Excerpt
+ + + +

Launch Vehicle Reconfigurable Guidance Method Based on Online Trajectory Optimization

XU Guoqiang

Beijing Aerospace Automatic Institute,Beijing 100854

Abstract:In order to improve the safety and reliability of a launch vehicle,we present a reconfigurable guidance method based on online trajectory optimization for thrust decrease at the ascending stage of the launch vehicle in this paper.We used a multiple shooting method to convert the optimal control problem into a nonlinear programming (NLP)problem.Finally,we used the interior point method to solve the NLP problem.The simulation results show that the method can effectively adapt to thrust decreases by 5% and 10%.This reconfigurable guidance method based on online planning is proposed to realize launch missions under the condition of power descent,thus verifying the feasibility of the method.

Key words:trajectory optimization,multiple shooting method,optimal control,NLP,launch vehicle safety

1 INTRODUCTION

In 2002,the United States proposed the Space Launch Initiative (SLI) to study advanced guidance and control technology to improve the reliability,safety and reduce the cost of the second generation launch vehicle.When faults are encountered in the flight process,they will have a great impact on the control performance,requiring a reconfigurable ability of inner control loop.For an autonomous system,the guidance system must also have an adaptive capability,using control reconfiguration and an online trajectory generation system to mitigate faults,enabling the vehicle to recover from non-fatal failures.

+ + + +

Data rows
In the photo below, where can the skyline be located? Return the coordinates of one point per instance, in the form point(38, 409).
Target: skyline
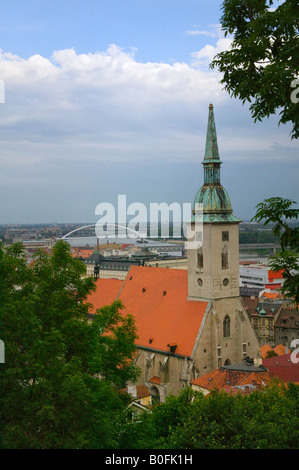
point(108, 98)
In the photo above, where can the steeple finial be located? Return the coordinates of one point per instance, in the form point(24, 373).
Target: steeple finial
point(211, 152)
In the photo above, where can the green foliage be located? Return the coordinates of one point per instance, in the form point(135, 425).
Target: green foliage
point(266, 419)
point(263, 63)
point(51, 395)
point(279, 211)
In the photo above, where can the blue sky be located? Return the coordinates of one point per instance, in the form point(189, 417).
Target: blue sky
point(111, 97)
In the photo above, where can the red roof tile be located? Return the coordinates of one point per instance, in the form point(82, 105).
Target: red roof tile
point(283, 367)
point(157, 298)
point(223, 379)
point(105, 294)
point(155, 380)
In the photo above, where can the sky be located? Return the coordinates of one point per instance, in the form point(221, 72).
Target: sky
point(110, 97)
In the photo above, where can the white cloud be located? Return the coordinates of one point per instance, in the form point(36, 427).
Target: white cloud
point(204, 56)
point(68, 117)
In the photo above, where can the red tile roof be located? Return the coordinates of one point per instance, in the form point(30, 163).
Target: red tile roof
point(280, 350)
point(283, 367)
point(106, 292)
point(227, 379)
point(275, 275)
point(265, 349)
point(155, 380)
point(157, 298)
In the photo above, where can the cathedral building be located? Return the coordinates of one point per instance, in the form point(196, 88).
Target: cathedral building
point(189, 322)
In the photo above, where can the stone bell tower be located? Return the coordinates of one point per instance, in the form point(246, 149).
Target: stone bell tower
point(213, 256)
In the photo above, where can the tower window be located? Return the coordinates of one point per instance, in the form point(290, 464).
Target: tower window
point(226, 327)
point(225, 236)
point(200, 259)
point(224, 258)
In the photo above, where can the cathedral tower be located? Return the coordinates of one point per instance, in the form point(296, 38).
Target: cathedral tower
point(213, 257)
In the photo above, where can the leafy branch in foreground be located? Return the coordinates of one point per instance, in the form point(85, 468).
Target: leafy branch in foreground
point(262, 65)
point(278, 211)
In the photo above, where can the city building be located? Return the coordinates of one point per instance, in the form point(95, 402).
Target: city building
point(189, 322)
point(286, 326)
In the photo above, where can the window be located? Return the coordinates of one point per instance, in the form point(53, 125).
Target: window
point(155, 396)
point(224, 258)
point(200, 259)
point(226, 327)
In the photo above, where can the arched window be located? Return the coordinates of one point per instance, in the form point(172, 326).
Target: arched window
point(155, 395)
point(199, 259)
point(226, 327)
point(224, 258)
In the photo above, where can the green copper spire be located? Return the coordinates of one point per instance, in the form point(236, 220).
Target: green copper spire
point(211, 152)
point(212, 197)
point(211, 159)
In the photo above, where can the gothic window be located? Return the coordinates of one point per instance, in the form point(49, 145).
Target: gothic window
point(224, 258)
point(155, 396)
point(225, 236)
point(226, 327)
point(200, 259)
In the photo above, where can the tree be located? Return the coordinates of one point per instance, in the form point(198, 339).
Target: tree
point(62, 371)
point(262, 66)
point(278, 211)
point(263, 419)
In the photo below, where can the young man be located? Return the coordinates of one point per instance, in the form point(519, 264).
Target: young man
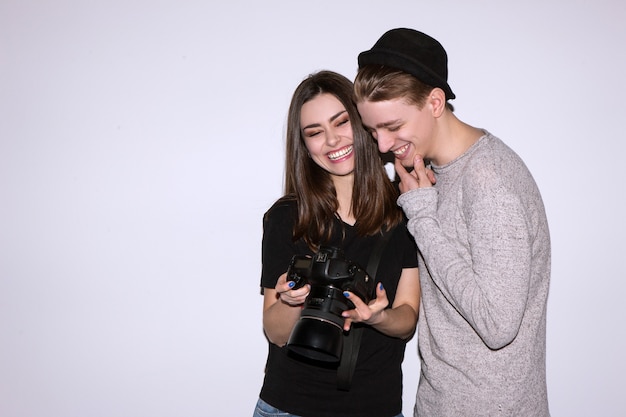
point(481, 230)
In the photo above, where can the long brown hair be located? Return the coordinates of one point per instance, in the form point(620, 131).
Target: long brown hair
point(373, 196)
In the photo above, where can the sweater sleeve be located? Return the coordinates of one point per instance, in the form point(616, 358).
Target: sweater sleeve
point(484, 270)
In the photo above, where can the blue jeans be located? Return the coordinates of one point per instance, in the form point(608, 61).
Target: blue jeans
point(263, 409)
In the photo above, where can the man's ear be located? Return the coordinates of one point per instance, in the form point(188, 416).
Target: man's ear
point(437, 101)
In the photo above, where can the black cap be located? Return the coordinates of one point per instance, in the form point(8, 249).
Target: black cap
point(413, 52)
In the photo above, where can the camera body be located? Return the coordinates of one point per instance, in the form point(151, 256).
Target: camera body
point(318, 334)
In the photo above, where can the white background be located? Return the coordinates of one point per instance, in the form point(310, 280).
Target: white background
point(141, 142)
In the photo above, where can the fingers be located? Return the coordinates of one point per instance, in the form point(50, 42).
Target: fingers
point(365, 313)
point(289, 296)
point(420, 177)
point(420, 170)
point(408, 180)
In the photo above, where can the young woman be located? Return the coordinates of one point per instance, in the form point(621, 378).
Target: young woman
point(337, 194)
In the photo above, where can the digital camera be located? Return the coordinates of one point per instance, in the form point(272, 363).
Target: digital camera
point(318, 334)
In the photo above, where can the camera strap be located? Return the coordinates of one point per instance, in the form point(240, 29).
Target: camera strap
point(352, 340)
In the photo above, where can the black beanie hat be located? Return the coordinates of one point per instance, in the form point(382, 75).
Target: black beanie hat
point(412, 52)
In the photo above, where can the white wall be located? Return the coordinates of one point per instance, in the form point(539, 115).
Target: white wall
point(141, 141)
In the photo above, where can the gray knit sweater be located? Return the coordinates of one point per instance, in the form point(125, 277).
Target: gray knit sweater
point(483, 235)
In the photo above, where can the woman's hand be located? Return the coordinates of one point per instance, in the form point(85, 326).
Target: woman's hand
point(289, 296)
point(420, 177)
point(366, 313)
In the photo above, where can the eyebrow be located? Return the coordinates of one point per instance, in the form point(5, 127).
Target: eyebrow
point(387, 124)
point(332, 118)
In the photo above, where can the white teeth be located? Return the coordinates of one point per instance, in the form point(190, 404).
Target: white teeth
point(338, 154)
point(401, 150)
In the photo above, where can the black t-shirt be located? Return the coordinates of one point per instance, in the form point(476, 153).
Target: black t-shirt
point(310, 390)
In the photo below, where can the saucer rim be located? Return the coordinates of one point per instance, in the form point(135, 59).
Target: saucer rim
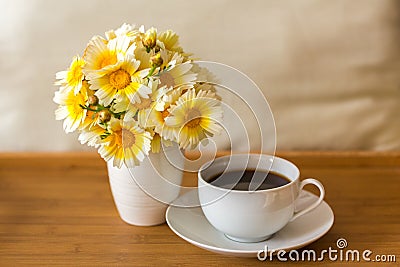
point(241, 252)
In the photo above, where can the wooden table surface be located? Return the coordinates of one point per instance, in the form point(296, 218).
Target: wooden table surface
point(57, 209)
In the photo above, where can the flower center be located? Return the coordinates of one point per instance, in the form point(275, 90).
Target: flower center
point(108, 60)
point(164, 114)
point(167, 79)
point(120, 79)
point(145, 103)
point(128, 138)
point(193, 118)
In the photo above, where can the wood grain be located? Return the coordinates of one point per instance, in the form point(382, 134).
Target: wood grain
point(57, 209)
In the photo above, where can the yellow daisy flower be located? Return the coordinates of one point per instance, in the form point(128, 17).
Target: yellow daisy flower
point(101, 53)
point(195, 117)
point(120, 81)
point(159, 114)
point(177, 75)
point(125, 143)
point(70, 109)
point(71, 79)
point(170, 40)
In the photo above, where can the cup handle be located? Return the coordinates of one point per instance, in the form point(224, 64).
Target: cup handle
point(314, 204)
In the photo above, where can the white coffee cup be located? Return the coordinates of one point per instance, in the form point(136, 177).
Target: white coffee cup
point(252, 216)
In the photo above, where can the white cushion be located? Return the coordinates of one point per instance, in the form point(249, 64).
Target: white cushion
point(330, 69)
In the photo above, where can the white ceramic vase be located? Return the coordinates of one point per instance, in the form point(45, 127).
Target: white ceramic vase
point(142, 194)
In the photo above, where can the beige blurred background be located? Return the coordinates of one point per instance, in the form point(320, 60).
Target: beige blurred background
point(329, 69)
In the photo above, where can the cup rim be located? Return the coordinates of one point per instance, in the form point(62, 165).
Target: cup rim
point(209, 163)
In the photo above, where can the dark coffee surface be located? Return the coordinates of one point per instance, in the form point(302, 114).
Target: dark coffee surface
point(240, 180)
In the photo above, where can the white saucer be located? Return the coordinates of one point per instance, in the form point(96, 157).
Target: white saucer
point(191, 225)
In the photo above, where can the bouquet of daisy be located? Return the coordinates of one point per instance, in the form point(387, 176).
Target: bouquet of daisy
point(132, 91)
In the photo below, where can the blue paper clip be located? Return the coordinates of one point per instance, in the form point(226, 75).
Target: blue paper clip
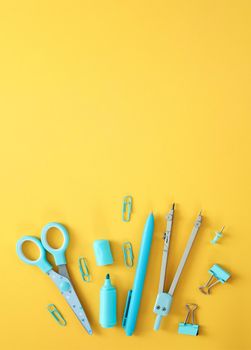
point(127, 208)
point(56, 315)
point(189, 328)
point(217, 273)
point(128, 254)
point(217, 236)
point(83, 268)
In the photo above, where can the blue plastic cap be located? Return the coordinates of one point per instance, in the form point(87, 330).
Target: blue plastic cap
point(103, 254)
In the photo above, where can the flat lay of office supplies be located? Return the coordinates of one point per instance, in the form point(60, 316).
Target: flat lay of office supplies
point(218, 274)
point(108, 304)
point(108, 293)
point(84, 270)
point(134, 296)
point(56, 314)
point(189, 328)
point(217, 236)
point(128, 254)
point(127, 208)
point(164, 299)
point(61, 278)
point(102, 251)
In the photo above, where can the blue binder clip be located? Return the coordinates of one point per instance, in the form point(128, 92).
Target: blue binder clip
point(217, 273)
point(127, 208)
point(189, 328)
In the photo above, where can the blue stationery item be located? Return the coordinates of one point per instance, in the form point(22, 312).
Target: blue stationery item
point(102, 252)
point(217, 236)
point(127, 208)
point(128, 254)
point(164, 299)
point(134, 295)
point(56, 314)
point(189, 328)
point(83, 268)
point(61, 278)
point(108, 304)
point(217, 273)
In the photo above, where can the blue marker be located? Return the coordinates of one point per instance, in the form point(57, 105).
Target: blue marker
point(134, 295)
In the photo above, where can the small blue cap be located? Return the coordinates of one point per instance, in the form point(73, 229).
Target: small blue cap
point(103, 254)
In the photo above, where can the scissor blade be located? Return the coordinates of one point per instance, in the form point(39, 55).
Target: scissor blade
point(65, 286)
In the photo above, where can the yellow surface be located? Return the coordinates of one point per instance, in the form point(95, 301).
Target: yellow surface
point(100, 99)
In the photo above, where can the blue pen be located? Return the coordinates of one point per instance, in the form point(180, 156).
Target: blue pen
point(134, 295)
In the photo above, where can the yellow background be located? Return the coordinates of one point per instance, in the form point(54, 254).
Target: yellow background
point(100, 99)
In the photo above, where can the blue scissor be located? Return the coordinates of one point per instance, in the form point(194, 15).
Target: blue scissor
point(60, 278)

+ + + +

Instructions
(A) Answer from the launch vehicle guidance excerpt:
(i) Which method converts the optimal control problem into a nonlinear programming problem?
(ii) Which method solves the nonlinear programming problem?
(iii) In what year did the United States propose the Space Launch Initiative?
(B) Reproduce the records from their first line through the line containing "point(279, 211)", both included, and leave out the pictures.

Results for each task
(A)
(i) The multiple shooting method.
(ii) The interior point method.
(iii) 2002.

(B)
In the photo below, where can the skyline be located? Return the coordinates of one point per instance, in the form point(38, 409).
Target: skyline
point(108, 98)
In the photo above, where can the steeple finial be located? Return the coordinates of one point per instance, in the form point(24, 373).
Target: steeple finial
point(211, 152)
In the photo above, where can the green foliage be located? Return the coordinates of one point per instance, in the form point(135, 425).
Target: green foliage
point(266, 419)
point(263, 63)
point(51, 395)
point(279, 211)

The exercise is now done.